Collected data:
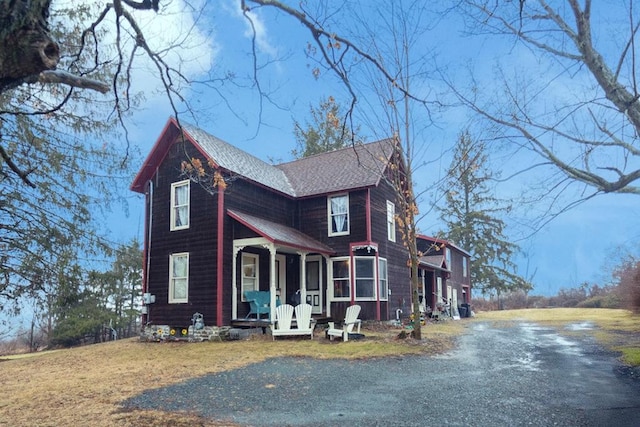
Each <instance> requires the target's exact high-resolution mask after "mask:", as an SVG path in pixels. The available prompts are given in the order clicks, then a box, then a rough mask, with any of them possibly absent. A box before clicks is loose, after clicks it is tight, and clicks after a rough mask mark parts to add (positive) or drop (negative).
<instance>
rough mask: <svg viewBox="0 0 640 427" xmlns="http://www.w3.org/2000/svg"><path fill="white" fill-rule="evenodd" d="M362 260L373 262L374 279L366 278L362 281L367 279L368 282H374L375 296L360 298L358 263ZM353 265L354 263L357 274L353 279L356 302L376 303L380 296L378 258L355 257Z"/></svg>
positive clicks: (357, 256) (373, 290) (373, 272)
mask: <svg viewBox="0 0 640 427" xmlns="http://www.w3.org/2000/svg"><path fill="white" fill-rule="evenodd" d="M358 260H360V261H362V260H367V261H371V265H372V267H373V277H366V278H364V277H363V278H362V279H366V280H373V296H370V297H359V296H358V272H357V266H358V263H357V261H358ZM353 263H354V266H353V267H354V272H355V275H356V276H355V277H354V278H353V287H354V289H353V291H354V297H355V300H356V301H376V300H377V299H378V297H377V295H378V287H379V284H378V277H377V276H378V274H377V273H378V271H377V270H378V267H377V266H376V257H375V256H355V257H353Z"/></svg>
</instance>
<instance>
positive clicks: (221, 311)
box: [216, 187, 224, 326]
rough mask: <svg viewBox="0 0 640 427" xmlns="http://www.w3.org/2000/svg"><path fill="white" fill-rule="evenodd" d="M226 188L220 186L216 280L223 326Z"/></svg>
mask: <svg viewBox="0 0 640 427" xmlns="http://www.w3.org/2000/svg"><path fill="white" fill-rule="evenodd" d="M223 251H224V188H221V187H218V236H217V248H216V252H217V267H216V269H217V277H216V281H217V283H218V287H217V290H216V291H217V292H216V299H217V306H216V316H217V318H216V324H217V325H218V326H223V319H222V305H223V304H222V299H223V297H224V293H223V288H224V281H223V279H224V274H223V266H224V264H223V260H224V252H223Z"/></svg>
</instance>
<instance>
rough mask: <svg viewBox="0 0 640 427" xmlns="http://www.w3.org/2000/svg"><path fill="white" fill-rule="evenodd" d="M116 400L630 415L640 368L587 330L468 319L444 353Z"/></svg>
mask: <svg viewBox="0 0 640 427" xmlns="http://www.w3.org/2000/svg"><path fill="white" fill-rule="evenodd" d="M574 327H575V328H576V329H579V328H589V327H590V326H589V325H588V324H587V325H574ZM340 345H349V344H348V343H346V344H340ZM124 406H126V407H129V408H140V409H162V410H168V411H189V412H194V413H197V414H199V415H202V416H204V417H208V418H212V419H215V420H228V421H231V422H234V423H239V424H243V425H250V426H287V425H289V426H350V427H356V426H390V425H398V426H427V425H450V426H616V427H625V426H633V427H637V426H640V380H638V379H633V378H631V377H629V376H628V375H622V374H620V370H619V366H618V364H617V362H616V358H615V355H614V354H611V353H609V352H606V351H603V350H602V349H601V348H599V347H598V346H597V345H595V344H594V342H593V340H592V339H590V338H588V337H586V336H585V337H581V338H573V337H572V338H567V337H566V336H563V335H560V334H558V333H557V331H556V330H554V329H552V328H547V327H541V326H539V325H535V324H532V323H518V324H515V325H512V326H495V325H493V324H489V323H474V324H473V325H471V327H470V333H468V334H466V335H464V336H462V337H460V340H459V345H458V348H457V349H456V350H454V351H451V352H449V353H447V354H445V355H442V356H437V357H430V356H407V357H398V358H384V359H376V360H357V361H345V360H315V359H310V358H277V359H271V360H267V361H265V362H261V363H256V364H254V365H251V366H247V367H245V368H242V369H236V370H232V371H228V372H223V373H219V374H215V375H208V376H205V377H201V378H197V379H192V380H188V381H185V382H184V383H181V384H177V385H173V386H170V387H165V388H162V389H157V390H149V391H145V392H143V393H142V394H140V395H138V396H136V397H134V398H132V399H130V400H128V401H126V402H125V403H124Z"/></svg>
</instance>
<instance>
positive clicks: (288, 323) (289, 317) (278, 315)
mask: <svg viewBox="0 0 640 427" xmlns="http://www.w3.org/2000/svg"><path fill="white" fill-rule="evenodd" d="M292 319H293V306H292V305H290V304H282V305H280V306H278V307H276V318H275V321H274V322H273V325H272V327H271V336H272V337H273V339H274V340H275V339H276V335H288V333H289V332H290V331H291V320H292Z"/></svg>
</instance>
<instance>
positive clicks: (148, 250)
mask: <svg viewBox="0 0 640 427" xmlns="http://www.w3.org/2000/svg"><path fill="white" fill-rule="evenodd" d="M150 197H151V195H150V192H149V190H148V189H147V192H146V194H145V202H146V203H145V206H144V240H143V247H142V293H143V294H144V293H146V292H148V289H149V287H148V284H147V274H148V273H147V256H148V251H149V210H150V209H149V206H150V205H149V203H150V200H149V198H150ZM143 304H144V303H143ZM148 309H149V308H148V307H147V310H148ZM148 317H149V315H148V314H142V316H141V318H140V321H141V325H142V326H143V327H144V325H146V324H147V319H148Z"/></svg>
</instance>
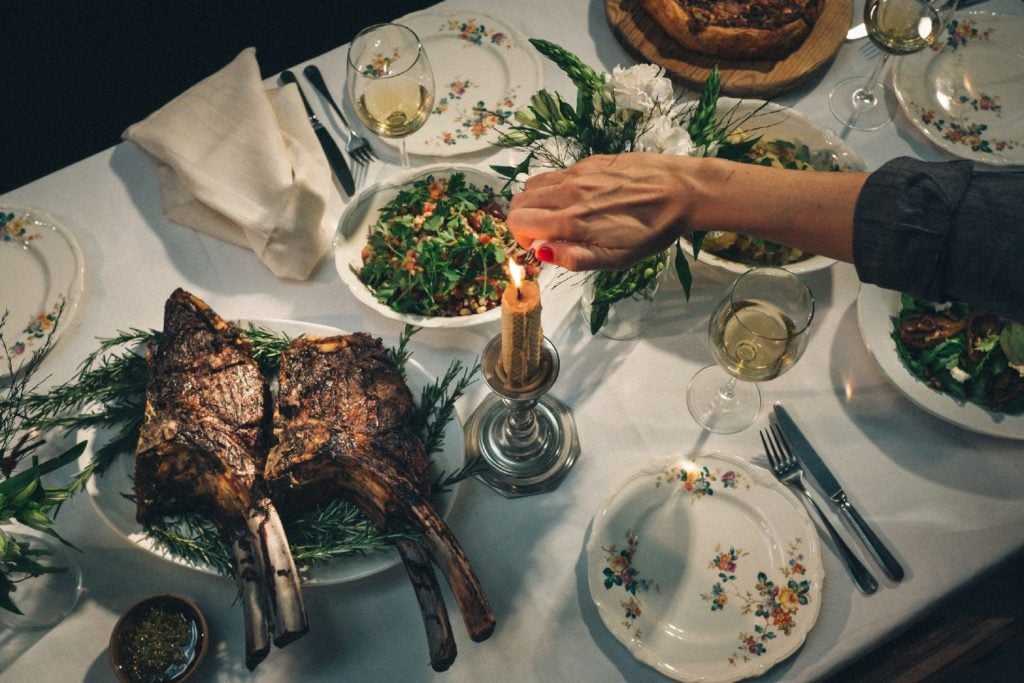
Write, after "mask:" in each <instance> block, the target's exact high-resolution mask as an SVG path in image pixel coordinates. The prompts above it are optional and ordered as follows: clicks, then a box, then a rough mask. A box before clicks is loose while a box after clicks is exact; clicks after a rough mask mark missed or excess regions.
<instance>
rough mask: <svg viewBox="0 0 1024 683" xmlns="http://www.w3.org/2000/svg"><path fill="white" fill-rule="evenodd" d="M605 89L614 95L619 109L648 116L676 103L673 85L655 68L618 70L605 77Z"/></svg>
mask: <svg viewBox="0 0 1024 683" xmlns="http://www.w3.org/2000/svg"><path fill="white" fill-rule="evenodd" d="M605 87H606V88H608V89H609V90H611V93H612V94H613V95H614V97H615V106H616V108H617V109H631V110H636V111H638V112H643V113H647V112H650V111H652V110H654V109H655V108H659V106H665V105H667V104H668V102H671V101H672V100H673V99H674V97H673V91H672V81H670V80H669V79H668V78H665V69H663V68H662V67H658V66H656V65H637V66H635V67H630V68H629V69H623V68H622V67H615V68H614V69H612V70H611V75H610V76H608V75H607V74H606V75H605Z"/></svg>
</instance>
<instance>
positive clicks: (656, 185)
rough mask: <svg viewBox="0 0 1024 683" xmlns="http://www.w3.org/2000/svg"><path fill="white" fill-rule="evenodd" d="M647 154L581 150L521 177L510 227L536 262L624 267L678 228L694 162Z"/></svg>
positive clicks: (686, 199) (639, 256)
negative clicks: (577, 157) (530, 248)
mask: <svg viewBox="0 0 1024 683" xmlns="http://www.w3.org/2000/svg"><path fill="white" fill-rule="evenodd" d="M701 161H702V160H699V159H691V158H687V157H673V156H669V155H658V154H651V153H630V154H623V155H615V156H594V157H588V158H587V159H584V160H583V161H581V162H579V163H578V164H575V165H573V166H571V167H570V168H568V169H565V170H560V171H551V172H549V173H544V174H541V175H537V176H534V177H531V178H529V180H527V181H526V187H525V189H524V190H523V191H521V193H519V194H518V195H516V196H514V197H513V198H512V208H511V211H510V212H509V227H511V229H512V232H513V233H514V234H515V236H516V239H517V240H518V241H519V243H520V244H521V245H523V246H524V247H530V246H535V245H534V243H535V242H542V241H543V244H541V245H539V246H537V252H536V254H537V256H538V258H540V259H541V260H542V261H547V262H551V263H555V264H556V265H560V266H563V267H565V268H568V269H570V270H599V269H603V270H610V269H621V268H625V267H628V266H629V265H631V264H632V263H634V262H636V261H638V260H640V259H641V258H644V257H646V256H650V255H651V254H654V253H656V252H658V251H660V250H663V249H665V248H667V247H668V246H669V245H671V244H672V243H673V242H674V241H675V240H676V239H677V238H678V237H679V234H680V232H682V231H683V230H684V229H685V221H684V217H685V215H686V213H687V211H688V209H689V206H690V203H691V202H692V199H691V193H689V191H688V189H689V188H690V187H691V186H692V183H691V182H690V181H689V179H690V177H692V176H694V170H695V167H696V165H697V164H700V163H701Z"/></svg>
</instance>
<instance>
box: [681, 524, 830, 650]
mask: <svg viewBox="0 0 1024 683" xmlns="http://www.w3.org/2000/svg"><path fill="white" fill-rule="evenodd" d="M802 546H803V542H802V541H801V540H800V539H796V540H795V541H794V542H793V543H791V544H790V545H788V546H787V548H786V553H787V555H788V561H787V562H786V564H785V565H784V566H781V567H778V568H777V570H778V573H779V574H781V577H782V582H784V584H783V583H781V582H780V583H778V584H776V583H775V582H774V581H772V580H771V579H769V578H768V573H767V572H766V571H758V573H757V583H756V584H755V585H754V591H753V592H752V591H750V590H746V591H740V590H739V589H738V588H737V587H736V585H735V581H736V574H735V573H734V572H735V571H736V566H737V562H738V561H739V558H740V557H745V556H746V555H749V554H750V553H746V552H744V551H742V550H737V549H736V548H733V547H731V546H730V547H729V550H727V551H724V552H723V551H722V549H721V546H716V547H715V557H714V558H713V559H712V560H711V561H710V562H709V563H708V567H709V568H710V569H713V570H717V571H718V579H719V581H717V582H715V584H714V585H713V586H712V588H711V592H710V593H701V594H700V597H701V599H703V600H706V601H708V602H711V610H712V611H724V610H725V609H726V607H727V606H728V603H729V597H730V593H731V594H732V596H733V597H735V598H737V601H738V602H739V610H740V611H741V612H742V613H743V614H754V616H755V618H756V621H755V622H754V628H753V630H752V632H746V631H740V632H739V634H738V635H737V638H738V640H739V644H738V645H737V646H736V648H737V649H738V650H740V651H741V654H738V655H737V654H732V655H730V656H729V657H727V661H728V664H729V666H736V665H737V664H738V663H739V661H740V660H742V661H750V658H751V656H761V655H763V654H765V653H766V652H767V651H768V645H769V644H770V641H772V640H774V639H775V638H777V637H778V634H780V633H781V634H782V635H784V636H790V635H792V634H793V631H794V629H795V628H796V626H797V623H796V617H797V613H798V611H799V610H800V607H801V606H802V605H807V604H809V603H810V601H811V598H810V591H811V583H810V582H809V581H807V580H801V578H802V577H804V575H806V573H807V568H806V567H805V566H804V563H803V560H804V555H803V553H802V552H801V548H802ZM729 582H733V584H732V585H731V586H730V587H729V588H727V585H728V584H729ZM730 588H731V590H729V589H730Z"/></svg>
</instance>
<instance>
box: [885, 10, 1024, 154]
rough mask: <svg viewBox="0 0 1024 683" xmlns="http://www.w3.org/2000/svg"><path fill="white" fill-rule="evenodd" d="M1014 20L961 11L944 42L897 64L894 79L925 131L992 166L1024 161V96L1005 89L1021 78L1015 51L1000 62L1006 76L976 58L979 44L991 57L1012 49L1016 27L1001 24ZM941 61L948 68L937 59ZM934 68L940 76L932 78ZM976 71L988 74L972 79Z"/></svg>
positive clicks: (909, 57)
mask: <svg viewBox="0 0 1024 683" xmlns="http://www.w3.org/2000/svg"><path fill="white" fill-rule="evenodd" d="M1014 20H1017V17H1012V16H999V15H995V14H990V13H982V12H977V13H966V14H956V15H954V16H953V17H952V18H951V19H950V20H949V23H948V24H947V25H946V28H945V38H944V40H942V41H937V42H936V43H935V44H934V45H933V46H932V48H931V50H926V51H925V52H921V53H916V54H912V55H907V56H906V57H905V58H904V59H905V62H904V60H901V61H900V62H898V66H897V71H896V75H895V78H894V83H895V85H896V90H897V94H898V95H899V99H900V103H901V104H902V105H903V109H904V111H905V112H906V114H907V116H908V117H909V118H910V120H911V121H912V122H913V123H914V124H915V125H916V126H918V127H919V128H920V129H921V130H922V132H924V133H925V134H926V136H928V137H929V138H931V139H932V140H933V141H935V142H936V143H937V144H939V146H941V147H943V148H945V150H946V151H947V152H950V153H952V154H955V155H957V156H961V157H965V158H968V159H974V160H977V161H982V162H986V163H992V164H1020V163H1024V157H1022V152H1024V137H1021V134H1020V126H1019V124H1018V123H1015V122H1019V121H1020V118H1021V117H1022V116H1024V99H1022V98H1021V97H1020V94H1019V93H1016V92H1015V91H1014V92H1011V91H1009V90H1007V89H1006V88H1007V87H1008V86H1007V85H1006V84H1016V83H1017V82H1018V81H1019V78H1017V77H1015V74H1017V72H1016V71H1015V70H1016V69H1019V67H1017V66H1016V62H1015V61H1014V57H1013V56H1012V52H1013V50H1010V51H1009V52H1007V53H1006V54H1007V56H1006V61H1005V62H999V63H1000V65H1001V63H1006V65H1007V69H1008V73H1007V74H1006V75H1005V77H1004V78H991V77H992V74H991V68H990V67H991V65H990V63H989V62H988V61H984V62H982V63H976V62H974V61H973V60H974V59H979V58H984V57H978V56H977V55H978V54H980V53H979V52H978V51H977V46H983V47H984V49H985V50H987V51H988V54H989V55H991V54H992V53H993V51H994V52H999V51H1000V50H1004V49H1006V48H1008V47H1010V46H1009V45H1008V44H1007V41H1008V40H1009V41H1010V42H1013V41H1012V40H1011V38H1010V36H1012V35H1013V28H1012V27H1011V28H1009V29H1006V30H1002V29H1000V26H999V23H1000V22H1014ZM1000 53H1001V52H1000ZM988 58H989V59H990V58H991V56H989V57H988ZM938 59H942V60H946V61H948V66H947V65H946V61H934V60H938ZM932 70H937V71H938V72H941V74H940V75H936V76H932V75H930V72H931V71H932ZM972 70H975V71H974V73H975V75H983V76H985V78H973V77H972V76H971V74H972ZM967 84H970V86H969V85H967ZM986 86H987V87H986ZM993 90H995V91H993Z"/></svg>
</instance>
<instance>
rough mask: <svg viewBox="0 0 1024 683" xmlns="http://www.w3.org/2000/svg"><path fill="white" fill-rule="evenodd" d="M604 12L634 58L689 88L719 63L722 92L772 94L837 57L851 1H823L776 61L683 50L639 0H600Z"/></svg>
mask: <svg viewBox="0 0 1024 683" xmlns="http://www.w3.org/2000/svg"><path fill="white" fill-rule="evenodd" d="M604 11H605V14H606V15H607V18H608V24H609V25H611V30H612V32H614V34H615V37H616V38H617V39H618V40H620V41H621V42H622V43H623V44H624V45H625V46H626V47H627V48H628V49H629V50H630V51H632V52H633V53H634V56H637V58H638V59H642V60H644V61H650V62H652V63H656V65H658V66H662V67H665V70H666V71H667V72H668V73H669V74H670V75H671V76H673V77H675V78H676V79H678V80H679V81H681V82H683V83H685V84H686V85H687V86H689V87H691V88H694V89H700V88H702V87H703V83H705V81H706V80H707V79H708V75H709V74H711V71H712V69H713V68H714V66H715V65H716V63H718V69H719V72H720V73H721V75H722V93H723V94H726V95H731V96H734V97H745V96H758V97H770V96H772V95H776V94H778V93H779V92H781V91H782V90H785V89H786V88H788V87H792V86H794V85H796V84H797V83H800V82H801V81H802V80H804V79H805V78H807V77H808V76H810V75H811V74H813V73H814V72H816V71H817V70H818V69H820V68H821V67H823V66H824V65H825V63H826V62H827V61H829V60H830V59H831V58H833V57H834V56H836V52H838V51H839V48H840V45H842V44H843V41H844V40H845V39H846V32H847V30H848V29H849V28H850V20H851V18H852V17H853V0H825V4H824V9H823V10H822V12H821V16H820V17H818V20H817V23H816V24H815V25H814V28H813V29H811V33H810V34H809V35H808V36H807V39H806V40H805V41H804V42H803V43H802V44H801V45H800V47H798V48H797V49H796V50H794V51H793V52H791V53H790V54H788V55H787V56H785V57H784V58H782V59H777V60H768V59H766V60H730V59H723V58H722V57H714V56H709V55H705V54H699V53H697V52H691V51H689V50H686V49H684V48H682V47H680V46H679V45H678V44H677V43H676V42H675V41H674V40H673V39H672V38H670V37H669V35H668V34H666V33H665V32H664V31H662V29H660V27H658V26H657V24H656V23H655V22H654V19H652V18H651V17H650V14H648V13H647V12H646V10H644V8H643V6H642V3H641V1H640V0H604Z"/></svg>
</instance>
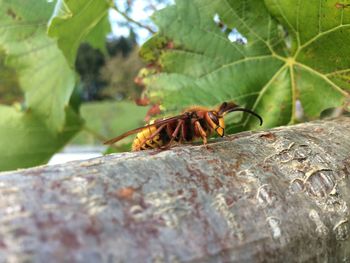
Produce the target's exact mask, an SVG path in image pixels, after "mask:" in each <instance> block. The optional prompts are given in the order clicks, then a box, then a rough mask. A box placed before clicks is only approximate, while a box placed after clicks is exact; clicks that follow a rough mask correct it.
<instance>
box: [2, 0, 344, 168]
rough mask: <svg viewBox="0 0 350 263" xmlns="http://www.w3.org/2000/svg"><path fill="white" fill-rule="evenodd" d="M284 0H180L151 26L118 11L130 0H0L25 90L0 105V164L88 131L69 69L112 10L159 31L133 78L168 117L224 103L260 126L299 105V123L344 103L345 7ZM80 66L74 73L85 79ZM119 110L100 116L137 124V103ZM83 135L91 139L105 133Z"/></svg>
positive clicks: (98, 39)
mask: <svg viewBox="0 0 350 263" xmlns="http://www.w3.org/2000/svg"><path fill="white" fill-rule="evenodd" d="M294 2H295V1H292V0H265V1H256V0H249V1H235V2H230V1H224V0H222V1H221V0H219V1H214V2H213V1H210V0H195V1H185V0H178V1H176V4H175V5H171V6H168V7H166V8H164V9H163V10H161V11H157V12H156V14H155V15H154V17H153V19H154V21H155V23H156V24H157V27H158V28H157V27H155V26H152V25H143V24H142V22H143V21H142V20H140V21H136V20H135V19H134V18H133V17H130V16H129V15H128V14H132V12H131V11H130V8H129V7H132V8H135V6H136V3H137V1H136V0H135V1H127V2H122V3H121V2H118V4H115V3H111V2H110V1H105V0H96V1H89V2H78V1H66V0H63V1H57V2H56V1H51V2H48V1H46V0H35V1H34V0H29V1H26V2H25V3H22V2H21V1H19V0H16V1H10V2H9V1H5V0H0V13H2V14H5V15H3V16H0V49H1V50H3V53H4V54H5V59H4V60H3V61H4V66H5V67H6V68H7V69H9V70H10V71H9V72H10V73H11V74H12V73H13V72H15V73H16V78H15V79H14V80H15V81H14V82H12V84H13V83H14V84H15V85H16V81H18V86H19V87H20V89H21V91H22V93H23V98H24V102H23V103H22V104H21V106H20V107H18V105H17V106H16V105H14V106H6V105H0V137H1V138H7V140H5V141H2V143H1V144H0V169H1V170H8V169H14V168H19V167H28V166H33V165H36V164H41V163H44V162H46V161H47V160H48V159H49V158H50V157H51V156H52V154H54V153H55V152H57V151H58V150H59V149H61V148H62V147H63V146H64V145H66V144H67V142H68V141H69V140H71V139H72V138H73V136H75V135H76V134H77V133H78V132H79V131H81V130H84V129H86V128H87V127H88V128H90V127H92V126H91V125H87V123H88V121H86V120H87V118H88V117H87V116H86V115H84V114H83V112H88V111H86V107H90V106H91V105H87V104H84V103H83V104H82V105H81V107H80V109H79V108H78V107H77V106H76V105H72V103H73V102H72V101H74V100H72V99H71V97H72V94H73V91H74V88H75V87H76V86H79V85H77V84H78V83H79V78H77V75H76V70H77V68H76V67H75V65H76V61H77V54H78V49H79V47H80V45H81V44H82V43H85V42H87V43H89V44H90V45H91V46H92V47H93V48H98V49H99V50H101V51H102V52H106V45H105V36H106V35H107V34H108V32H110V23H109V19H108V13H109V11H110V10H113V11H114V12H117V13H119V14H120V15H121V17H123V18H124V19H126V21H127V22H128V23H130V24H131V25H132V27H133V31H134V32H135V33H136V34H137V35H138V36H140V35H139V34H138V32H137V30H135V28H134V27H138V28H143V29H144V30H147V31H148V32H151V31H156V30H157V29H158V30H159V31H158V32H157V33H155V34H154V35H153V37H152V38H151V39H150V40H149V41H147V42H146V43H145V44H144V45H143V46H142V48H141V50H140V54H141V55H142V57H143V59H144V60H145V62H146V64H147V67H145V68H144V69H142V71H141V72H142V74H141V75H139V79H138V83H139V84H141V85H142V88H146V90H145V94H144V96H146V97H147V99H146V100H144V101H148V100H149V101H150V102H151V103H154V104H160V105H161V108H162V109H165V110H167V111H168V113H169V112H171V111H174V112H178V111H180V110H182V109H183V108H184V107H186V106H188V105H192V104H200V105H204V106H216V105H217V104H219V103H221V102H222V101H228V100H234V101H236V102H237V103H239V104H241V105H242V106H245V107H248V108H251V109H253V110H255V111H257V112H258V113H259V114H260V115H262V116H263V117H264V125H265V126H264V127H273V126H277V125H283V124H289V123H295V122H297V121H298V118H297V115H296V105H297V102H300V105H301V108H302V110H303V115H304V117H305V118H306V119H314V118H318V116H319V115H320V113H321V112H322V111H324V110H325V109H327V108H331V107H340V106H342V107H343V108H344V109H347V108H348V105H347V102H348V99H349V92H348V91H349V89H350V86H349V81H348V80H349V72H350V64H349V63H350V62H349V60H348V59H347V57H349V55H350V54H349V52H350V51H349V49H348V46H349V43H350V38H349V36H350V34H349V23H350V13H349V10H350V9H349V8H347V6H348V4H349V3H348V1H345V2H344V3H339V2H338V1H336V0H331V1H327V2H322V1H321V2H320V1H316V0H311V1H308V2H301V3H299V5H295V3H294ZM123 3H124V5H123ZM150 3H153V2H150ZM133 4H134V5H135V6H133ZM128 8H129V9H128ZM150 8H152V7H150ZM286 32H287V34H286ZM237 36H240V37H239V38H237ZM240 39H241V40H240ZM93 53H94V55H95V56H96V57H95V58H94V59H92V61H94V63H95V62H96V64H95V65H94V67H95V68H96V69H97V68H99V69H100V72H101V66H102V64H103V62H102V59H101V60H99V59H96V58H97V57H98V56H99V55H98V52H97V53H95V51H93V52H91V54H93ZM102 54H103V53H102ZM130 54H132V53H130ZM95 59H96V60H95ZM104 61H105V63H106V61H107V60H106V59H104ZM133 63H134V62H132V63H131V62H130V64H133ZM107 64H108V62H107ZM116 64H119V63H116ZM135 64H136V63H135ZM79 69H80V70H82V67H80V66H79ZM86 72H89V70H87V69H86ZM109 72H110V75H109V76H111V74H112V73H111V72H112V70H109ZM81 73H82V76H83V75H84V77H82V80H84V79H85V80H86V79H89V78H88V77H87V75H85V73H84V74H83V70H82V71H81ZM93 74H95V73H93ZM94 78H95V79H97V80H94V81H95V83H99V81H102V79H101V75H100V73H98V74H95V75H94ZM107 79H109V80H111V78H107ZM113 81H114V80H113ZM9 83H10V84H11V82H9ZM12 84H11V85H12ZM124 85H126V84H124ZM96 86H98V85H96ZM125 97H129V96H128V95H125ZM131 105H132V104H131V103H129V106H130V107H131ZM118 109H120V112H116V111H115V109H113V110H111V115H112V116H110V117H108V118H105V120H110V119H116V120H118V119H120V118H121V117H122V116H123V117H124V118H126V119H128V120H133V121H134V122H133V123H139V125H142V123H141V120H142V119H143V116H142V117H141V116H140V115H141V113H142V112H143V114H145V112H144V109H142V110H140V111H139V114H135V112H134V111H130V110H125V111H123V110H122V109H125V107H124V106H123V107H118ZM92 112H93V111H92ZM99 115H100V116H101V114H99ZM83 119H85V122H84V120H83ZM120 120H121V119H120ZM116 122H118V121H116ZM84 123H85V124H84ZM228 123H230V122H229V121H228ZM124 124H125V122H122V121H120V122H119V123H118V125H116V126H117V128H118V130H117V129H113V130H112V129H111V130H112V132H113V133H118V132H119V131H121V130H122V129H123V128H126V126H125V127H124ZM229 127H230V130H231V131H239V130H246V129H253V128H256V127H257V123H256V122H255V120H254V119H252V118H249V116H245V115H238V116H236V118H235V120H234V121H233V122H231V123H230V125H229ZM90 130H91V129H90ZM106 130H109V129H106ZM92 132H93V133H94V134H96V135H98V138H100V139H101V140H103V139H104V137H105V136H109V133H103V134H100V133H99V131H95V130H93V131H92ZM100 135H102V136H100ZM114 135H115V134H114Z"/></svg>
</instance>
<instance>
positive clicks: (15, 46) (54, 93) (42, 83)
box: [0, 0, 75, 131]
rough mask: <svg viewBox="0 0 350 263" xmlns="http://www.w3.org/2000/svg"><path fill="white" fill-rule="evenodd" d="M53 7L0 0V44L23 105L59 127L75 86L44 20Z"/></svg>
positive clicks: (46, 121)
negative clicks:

Problem requirements: Check each line above for the word "resolution", and give only the number of lines that contain it.

Task response: 2